The task
Rewrite the lines below in full, requests included, from the start of the lines through the line that contains "596 172 L 606". Scale every coordinate in the answers by 0.95 and round to whole numbers, halves up, leaving all numbers in the requests and their sample outlines unchanged.

Listed records
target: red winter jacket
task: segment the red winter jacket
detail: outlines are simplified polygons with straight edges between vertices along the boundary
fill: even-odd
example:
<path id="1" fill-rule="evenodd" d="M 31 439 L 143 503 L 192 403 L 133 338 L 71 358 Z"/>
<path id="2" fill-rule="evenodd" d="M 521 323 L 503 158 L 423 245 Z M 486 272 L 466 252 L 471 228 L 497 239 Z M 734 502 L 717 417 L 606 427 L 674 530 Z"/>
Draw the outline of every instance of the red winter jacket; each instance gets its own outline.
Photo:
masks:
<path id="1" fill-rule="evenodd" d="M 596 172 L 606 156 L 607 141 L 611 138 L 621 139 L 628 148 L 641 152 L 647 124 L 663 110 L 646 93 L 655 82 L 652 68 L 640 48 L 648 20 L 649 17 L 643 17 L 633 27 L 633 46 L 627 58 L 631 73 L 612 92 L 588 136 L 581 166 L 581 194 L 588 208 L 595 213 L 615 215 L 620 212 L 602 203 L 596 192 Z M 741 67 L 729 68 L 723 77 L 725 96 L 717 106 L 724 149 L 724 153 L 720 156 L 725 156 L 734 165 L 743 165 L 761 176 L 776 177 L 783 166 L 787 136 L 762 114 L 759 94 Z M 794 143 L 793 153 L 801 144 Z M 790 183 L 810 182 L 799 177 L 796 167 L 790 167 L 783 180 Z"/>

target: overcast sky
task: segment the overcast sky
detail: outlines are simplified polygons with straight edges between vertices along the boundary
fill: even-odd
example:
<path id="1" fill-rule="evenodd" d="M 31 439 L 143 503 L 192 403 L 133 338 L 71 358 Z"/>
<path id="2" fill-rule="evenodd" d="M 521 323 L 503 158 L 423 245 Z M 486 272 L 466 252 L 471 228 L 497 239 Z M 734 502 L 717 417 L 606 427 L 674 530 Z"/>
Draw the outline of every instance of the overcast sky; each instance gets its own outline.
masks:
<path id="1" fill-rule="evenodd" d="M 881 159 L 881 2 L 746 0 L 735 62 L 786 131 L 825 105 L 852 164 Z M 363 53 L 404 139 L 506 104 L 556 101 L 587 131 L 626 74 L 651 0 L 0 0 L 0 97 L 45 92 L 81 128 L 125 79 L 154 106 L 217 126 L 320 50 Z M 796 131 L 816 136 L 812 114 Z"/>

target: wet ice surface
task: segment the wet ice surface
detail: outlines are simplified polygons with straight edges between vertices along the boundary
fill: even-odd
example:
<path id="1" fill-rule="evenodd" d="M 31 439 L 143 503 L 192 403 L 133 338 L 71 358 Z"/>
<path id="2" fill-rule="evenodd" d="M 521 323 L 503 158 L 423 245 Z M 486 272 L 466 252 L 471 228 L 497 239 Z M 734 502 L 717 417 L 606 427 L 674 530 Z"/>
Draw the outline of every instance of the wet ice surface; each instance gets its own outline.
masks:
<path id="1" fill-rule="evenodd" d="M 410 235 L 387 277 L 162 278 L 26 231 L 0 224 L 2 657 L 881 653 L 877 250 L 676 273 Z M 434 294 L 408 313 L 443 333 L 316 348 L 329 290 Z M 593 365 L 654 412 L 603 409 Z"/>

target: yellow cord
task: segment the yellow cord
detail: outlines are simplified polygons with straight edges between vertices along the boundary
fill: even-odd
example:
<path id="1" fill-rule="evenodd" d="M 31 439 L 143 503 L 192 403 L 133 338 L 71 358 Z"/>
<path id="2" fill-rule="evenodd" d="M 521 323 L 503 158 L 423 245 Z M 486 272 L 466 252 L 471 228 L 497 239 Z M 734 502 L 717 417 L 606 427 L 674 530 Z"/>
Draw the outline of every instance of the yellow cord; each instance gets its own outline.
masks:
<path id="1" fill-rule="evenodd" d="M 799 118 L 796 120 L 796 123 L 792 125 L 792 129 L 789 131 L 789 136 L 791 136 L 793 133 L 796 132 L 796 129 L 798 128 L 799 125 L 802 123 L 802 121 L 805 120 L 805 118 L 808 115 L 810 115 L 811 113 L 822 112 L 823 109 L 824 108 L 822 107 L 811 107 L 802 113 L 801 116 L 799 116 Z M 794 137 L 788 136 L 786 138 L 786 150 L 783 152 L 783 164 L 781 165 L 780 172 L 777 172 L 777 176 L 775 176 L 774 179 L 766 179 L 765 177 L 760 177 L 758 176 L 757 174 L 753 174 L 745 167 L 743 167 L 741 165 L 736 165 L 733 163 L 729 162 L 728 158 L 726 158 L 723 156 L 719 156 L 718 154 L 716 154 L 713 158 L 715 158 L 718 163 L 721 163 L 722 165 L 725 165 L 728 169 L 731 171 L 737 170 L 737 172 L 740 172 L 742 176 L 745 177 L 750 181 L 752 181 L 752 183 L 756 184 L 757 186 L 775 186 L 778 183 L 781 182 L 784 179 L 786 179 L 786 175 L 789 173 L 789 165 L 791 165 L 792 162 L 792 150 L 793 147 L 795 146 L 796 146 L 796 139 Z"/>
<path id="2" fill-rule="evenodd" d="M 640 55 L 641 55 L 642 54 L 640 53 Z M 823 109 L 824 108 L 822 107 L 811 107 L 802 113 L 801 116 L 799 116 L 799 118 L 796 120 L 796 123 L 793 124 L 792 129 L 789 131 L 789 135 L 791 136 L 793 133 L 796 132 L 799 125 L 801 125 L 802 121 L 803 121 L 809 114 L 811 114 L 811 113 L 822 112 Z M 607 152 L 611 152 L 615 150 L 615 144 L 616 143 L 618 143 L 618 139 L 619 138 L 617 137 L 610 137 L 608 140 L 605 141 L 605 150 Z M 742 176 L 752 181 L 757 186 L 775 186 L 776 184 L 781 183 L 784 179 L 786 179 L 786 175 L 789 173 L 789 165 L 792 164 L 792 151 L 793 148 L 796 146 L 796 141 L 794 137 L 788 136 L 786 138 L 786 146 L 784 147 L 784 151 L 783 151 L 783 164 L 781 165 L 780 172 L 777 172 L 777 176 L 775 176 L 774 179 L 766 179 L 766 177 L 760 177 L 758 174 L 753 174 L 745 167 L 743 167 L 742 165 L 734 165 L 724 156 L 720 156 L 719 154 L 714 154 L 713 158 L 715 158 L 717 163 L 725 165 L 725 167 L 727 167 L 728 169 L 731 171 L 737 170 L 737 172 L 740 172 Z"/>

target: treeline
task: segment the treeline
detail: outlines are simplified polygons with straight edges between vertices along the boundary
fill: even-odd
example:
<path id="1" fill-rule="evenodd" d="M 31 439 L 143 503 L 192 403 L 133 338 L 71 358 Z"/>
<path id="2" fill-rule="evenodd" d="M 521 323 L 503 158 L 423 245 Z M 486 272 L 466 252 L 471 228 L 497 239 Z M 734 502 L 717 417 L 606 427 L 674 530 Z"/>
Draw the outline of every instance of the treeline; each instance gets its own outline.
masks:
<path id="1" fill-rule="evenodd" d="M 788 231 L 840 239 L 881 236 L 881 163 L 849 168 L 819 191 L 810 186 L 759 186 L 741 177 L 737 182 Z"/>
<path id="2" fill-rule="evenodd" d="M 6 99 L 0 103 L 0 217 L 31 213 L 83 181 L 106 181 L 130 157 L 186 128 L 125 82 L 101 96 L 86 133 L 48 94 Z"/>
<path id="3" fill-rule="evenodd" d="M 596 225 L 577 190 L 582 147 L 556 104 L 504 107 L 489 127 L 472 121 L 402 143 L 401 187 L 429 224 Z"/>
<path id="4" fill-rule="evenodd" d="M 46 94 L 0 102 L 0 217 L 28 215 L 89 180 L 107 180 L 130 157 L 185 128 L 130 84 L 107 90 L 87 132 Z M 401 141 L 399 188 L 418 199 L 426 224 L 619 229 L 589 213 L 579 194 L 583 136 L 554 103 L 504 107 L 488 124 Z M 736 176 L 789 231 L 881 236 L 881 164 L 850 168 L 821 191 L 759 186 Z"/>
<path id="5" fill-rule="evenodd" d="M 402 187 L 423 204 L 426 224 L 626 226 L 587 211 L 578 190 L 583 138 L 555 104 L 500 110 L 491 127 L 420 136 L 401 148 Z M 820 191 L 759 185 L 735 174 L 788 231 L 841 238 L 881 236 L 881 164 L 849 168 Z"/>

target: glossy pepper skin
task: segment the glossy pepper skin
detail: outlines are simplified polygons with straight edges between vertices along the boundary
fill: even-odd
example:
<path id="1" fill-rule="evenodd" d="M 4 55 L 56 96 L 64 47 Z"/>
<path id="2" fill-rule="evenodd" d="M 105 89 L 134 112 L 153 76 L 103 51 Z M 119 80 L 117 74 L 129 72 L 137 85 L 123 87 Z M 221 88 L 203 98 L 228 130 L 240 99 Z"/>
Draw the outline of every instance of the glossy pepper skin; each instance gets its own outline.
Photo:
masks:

Worked answer
target: red winter jacket
task: segment the red winter jacket
detail: outlines are simplified polygons with straight edges between vertices along the boundary
fill: even-odd
example:
<path id="1" fill-rule="evenodd" d="M 31 439 L 143 503 L 192 403 L 133 338 L 71 358 Z"/>
<path id="2" fill-rule="evenodd" d="M 521 323 L 503 158 L 423 245 Z M 486 272 L 466 252 L 471 228 L 497 239 Z M 734 502 L 717 417 L 606 427 L 674 530 Z"/>
Draw the outline of every instance of the red winter jacket; each instance gets its own outline.
Photo:
masks:
<path id="1" fill-rule="evenodd" d="M 566 163 L 576 148 L 577 134 L 580 131 L 590 132 L 597 141 L 609 144 L 615 118 L 630 105 L 614 88 L 622 78 L 619 65 L 608 46 L 616 19 L 617 16 L 611 16 L 601 26 L 601 44 L 596 55 L 599 69 L 581 87 L 559 129 L 552 158 L 552 184 L 559 198 L 565 202 L 584 204 L 589 201 L 572 193 L 566 182 Z M 704 64 L 693 65 L 687 73 L 689 91 L 681 101 L 688 142 L 688 145 L 684 148 L 689 148 L 697 157 L 706 157 L 723 167 L 737 168 L 744 158 L 748 129 L 724 108 L 721 89 Z M 754 136 L 753 145 L 761 137 Z M 751 174 L 770 173 L 759 168 L 756 159 L 751 159 L 744 171 Z"/>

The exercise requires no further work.